- **Requirements**
Copy the items below, swapping each "search" for "find" and changing nothing else.

- - - - -

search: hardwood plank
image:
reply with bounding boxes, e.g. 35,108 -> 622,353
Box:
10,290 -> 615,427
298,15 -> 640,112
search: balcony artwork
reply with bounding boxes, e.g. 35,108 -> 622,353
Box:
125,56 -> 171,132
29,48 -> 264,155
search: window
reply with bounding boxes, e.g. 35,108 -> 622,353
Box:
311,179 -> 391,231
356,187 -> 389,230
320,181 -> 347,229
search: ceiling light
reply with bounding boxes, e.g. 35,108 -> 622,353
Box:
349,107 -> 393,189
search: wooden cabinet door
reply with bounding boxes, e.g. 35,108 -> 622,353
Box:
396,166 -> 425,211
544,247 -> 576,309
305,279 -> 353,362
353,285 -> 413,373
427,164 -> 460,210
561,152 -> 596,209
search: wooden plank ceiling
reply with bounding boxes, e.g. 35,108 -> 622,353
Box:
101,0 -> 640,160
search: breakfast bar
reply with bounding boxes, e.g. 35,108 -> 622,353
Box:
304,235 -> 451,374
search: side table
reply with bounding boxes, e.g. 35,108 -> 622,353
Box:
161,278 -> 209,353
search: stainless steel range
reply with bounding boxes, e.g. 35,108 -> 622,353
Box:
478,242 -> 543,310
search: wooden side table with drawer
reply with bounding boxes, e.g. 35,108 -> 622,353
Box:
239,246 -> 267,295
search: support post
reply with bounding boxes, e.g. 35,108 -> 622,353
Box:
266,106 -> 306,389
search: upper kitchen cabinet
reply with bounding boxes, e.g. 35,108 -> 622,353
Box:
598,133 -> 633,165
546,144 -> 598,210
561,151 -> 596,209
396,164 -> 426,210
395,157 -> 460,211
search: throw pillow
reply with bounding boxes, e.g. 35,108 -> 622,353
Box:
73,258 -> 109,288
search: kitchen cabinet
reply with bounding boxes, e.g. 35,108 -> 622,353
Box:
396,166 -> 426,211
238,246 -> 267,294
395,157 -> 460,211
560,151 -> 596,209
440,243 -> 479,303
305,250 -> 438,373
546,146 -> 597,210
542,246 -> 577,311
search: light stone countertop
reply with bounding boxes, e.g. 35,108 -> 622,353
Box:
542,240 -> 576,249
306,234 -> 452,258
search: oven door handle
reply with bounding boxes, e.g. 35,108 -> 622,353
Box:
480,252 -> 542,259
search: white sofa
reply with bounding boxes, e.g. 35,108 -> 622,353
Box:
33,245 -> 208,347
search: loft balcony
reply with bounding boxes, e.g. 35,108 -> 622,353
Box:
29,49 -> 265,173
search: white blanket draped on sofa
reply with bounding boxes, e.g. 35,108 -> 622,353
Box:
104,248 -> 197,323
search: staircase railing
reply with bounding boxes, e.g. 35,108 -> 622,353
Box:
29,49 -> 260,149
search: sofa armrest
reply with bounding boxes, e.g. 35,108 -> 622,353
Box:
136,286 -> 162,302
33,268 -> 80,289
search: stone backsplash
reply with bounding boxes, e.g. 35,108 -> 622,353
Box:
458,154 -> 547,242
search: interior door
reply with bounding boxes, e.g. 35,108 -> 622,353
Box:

- - - - -

- **Reply to the exercise**
find: hardwood plank
image:
reply with bounding boxes, e.g. 35,108 -> 622,353
Box:
10,290 -> 615,427
298,15 -> 640,112
find: balcony artwork
reply with bounding boxes, e.g. 35,108 -> 622,353
Box:
125,56 -> 171,132
29,48 -> 264,155
find: window
reply with bounding boxes, e.g. 35,108 -> 622,353
Box:
311,179 -> 391,231
356,187 -> 389,230
320,181 -> 347,229
find: ceiling light
reply with bounding boxes, e.g. 35,108 -> 622,353
Box:
349,107 -> 393,189
find: wooden cabinet door
reply with bounding boxes, e.g. 35,108 -> 622,353
Box:
396,166 -> 425,211
544,247 -> 576,309
305,279 -> 353,362
353,285 -> 413,373
427,164 -> 460,210
561,152 -> 596,209
find: wooden plank ceiling
reply with bounding boxes, e.g. 35,108 -> 622,353
Box:
101,0 -> 640,160
find: breakfast bar
reply with bounding boxes, e.g. 35,108 -> 622,353
Box:
304,235 -> 451,374
find: side table
reply with bounding boxes, e.g. 35,108 -> 622,353
Box:
161,278 -> 209,353
find: stainless steel range
reply with bounding boxes, e.g. 35,108 -> 622,353
Box:
478,242 -> 543,310
find: wooden side table with drawer
reply with bounding boxes, e.g. 35,108 -> 622,353
Box:
239,246 -> 267,295
find: support post
reply with bounding boxes, e.g. 35,108 -> 622,353
Box:
266,106 -> 306,389
find: upper kitchen cabinet
reply with bounding boxes, e.g. 35,108 -> 622,353
Box:
598,133 -> 633,165
546,144 -> 598,210
561,151 -> 596,209
396,164 -> 426,210
395,157 -> 460,211
find: throw pillow
reply with bounding boxes, e.g. 35,108 -> 622,353
Box:
73,258 -> 109,288
find: kitchen cabinet
reply with bounding boxes, e.g. 35,108 -> 622,353
Box:
396,166 -> 426,211
238,246 -> 267,294
395,157 -> 460,211
560,151 -> 596,209
440,243 -> 479,303
305,250 -> 438,373
546,146 -> 597,210
542,246 -> 577,311
find: light stone countertop
reply with bounding boxes, e.g. 35,108 -> 622,353
Box:
542,240 -> 576,249
306,234 -> 452,258
find: oven door handle
reply with bounding boxes, e.g. 35,108 -> 622,353
Box:
480,252 -> 542,259
find: white sofa
reply with bounding boxes, e.g. 35,108 -> 622,353
Box:
33,245 -> 208,347
find: loft balcony
reply with bounding boxes, e.g. 35,108 -> 622,353
Box:
29,49 -> 265,173
find: white blanket draped on sofa
reply with bounding boxes, e.g. 35,108 -> 622,353
Box:
104,248 -> 197,323
find: staircase railing
reply with bounding boxes, e.g. 35,108 -> 622,353
Box:
29,49 -> 260,149
find: sofa armrest
reply with bounding boxes, e.g. 35,108 -> 622,353
Box:
136,286 -> 162,302
33,268 -> 80,289
find: stone backsplash
reply with bounding boxes, e.g. 35,108 -> 622,353
Box:
458,154 -> 547,242
find: interior door
reply with bounding boxes, e.g. 35,108 -> 622,353
Box:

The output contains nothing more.